(GIVEN DATA):
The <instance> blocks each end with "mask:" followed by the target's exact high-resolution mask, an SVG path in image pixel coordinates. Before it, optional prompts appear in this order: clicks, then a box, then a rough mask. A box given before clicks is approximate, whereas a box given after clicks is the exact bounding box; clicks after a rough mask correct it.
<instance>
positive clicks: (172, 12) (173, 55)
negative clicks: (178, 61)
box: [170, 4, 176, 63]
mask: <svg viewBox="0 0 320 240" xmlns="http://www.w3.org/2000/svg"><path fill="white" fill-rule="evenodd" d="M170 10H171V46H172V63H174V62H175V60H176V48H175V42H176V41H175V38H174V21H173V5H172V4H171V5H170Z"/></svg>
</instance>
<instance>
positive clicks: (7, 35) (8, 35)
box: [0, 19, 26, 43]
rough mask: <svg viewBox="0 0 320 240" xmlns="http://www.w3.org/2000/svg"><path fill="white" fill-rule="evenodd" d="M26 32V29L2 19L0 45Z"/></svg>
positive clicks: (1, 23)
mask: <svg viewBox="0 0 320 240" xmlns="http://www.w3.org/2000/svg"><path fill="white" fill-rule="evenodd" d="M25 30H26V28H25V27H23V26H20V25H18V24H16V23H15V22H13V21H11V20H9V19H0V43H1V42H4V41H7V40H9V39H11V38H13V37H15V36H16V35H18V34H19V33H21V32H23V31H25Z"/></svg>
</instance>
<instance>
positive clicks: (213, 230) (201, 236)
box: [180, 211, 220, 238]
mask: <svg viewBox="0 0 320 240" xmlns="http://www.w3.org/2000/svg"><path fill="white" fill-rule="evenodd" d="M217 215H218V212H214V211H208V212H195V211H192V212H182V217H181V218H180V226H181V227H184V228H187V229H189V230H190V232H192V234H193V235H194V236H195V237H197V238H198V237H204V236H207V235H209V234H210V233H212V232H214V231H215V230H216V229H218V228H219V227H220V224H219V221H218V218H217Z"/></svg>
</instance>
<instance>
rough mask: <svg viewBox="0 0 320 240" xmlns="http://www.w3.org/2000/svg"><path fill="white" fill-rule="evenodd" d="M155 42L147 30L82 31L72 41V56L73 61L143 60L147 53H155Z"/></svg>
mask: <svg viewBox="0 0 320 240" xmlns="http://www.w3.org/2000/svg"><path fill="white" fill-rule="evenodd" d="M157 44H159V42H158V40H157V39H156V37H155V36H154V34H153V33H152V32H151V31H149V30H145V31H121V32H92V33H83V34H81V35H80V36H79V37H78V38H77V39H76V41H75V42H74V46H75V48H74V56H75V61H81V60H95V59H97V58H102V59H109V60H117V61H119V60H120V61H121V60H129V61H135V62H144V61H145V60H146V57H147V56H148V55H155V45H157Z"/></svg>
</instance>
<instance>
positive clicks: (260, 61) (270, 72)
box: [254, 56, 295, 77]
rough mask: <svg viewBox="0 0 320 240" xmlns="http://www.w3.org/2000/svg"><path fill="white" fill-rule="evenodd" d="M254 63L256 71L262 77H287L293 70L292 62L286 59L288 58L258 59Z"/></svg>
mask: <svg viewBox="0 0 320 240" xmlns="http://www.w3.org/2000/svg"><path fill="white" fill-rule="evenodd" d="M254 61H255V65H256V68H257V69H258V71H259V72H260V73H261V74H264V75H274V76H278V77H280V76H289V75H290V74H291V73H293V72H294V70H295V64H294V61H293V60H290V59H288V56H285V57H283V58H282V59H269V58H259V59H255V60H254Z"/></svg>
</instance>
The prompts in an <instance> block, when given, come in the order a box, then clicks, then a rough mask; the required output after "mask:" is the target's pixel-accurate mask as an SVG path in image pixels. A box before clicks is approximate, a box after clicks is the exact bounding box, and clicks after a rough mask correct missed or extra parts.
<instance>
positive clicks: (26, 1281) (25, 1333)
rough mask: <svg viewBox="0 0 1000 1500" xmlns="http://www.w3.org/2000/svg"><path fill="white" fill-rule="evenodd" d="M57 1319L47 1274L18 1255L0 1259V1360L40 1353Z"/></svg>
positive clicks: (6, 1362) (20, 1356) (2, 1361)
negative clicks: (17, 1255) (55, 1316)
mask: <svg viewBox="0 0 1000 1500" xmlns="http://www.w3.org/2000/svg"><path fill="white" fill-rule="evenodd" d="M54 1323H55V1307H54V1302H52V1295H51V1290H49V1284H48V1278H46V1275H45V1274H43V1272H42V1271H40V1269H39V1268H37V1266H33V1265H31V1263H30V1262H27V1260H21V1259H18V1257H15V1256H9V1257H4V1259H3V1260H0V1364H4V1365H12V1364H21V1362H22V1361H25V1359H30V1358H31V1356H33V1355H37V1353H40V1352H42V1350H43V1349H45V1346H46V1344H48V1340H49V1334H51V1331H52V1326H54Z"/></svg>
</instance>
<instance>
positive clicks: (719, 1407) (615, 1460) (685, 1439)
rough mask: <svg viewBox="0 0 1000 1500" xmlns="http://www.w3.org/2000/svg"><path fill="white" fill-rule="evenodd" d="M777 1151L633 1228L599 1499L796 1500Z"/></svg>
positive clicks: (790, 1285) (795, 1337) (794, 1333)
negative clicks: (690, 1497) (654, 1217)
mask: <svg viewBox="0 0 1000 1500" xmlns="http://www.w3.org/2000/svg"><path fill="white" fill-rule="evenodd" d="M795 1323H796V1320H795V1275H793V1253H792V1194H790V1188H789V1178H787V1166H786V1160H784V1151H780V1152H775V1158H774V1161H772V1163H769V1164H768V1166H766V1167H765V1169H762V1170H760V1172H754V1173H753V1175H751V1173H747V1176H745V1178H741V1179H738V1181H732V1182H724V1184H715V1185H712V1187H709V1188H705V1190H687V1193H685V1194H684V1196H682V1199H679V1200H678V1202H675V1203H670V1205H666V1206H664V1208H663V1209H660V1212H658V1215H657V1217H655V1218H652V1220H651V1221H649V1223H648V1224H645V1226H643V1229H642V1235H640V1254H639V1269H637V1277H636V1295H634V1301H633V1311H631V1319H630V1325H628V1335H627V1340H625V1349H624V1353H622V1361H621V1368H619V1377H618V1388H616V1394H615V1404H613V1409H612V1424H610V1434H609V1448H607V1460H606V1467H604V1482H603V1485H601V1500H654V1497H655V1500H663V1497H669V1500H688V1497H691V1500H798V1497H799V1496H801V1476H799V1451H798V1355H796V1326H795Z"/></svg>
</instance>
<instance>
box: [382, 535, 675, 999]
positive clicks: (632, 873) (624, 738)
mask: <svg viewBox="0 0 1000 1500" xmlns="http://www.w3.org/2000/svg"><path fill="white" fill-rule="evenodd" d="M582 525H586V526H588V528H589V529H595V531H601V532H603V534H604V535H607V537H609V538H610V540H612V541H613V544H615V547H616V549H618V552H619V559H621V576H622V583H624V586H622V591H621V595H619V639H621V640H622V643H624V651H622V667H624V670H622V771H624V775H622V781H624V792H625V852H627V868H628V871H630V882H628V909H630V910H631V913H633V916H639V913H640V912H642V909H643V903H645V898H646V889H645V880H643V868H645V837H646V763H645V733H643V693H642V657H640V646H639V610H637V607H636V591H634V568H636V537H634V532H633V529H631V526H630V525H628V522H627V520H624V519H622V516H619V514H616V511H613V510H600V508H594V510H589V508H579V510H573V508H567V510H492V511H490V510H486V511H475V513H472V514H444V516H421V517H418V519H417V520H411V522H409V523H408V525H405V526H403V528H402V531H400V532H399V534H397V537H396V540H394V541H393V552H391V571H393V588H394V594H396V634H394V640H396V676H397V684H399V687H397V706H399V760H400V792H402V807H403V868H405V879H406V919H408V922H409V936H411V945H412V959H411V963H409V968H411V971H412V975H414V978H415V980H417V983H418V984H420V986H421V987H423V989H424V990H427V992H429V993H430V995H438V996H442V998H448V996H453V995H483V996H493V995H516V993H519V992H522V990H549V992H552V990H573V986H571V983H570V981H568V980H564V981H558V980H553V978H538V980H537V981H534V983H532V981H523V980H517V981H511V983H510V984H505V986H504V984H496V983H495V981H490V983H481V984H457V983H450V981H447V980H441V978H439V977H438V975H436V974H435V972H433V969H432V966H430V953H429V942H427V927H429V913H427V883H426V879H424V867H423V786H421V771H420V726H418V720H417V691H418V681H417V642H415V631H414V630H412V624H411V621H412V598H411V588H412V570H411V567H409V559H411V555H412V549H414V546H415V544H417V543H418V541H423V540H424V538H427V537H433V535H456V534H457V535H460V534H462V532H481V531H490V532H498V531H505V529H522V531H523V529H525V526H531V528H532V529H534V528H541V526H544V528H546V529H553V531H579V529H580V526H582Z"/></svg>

(PROMPT): Once you find the line with "box: [0, 19, 26, 43]" above, print it and every line after it up to and including the line with "box: [254, 56, 295, 77]", exactly as written and nothing else.

(SOLUTION FOR THIS PROBLEM):
box: [0, 19, 26, 43]
rough mask: <svg viewBox="0 0 320 240" xmlns="http://www.w3.org/2000/svg"><path fill="white" fill-rule="evenodd" d="M26 32V29L2 19L0 45Z"/></svg>
positive clicks: (1, 23)
mask: <svg viewBox="0 0 320 240" xmlns="http://www.w3.org/2000/svg"><path fill="white" fill-rule="evenodd" d="M25 30H26V28H25V27H23V26H20V25H18V24H16V23H15V22H13V21H11V20H9V19H0V43H1V42H4V41H7V40H9V39H11V38H13V37H15V36H16V35H18V34H19V33H21V32H23V31H25Z"/></svg>
</instance>
<instance>
positive clicks: (213, 230) (201, 236)
box: [180, 211, 220, 238]
mask: <svg viewBox="0 0 320 240" xmlns="http://www.w3.org/2000/svg"><path fill="white" fill-rule="evenodd" d="M217 215H218V212H214V211H208V212H195V211H192V212H182V217H181V218H180V226H181V227H184V228H187V229H189V230H190V232H192V234H193V235H194V236H195V237H197V238H198V237H204V236H207V235H209V234H210V233H212V232H214V231H215V230H216V229H218V228H219V227H220V224H219V221H218V218H217Z"/></svg>
</instance>
<instance>
rough mask: <svg viewBox="0 0 320 240" xmlns="http://www.w3.org/2000/svg"><path fill="white" fill-rule="evenodd" d="M155 42L147 30L82 31L72 41V56L73 61L143 60L147 53H155Z"/></svg>
mask: <svg viewBox="0 0 320 240" xmlns="http://www.w3.org/2000/svg"><path fill="white" fill-rule="evenodd" d="M157 44H159V42H158V40H157V39H156V37H155V36H154V34H153V33H152V32H151V31H149V30H145V31H121V32H92V33H83V34H81V35H80V36H79V37H78V38H77V39H76V41H75V42H74V46H75V48H74V56H75V61H81V60H95V59H97V58H102V59H109V60H117V61H119V60H120V61H121V60H129V61H135V62H144V61H145V60H146V57H147V56H148V55H155V45H157Z"/></svg>
</instance>
<instance>
positive clicks: (260, 61) (270, 72)
box: [254, 56, 295, 77]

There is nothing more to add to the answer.